* [TESTO]:
L'ultimo capolavoro donizettiano proposto in un allestimento ispirato al film Parasite
Risulta sempre estremamente interessante e stimolante assistere ad un'edizione critica di una partitura, in particolare poi quando si tratta di un melodramma tra i più noti, amati e stabilmente presenti nei cartelloni dei teatri internazionali. Don Pasquale infatti, forse grazie a quella miscela agrodolce che lo caratterizza e ne marca fortemente i tratti, non ha mai avuto un momento di declino dal suo debutto a Parigi nel gennaio del 1843 ma anzi, con il trascorrere degli anni, ha potenziato i suoi elementi più amati e a tratti quasi contemporanei. Questa edizione critica presentata dal Festival Donizetti costituisce allora una rara occasione di approfondimento della elaborata genesi artistica del compositore e, tra le varianti, risulta certamente di assai interessante ascolto, per fare un solo esempio, il rimaneggiamento del celeberrimo duetto Don Pasquale-Malatesta.
Debuttante in Italia con questo spettacolo sorto in coproduzione con l’Opéra di Dijon la regista Amélie Niermeyer si rifà come contesto drammaturgico di ispirazione al film Parasite di Bong Joon-ho del 2019, vincitore della Palma d’oro alla 72ª edizione del Festival di Cannes, cercando di evidenziarne le tematiche sociali. Ecco dunque che Malatesta e Norina sono due squattrinati (lei vive in una macchina) che, grazie all’ingegno del giovane, tentano il colpo grosso per uscire dalla loro penosa condizione.
Don Pasquale qui appare come uno dei tanti esponenti di quel mondo dorato che, vivendo spesso nel lusso per non sentire il peso della solitudine e facilmente sensibile alle lusinghe, diventa facilmente preda dei raggiri di Malatesta. In questo contesto anche Ernesto ha i tratti di un giovane viziato mentre Norina, ambiziosa, vincente e volitiva, è vista come il cardine centrale della drammaturgia.
L’intento registico originale, certo per alcuni aspetti di un certo interesse, non trova però una ugualmente felice realizzazione pratica a causa di un lavoro su attori e caratteri elaborato un po' troppo in superficie. Visualizzato attraverso uno spazio scenico rotante che rivela alternativamente la casa del protagonista e la macchina di Norina il lavoro sembra infatti quasi esaurirsi in questo, finendo per relegare in sottofondo ogni più elaborata chiave interpretativa. Uno spettacolo dagli interessanti spunti dunque ma che avrebbe forse meritato un maggior approfondimento.

[Dati di ancoraggio di oggetti in linguaggio naturale]
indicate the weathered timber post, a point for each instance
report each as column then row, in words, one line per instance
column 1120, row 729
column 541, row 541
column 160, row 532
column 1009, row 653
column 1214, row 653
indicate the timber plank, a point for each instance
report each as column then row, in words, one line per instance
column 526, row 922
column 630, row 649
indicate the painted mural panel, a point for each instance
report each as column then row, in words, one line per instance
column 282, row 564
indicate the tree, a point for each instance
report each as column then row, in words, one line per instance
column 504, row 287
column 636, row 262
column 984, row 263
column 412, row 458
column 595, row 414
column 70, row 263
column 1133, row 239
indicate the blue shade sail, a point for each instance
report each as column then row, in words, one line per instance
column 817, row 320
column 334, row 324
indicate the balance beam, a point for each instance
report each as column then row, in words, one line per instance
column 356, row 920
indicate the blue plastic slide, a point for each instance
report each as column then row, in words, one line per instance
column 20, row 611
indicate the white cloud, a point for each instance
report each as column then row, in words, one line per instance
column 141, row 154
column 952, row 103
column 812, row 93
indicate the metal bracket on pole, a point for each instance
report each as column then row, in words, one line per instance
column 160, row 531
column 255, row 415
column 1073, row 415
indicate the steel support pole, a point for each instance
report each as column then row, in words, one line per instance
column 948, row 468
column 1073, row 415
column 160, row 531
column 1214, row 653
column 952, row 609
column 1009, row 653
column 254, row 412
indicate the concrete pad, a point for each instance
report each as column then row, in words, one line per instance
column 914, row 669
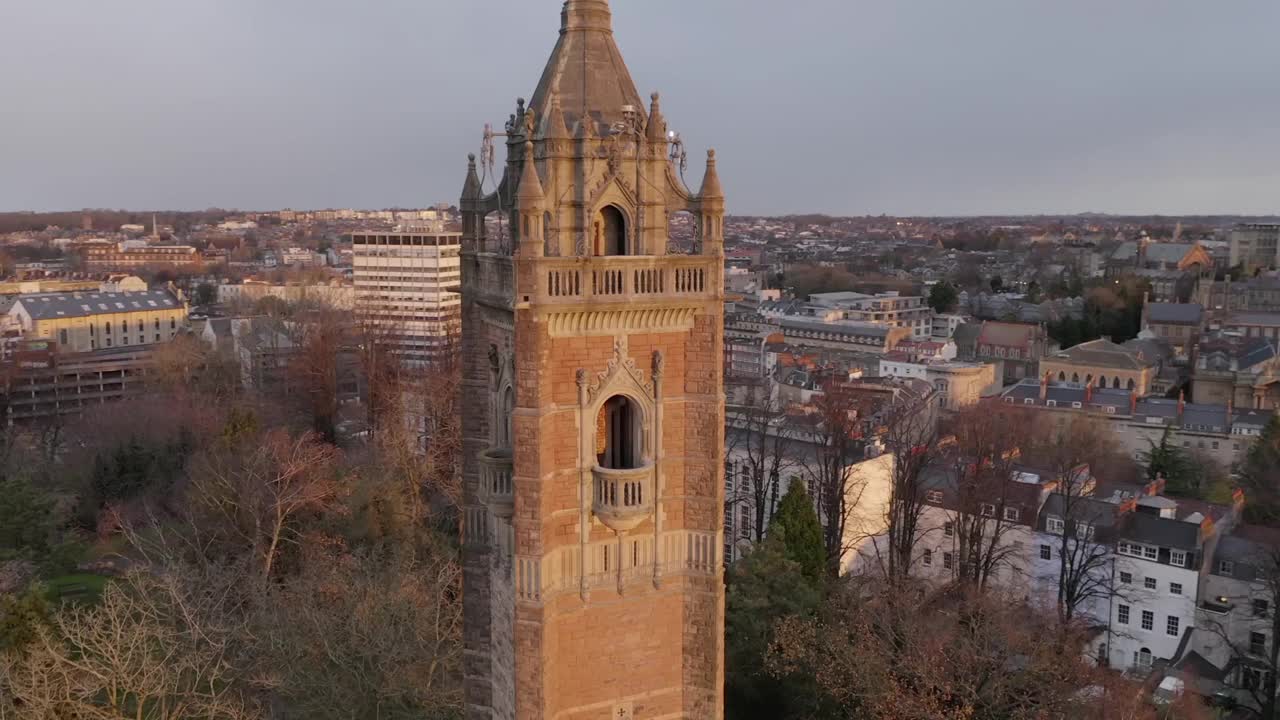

* [CONSEGNE]:
1) Copi fedelmente il passo della recensione del Don Pasquale che va da "L’intento registico originale, certo" fino a "un maggior approfondimento." compreso.
2) Elenchi tutti i personaggi dell'opera nominati nella recensione del Don Pasquale.

* [RISPOSTE]:
1)
L’intento registico originale, certo per alcuni aspetti di un certo interesse, non trova però una ugualmente felice realizzazione pratica a causa di un lavoro su attori e caratteri elaborato un po' troppo in superficie. Visualizzato attraverso uno spazio scenico rotante che rivela alternativamente la casa del protagonista e la macchina di Norina il lavoro sembra infatti quasi esaurirsi in questo, finendo per relegare in sottofondo ogni più elaborata chiave interpretativa. Uno spettacolo dagli interessanti spunti dunque ma che avrebbe forse meritato un maggior approfondimento.

2) Don Pasquale, Malatesta, Norina, Ernesto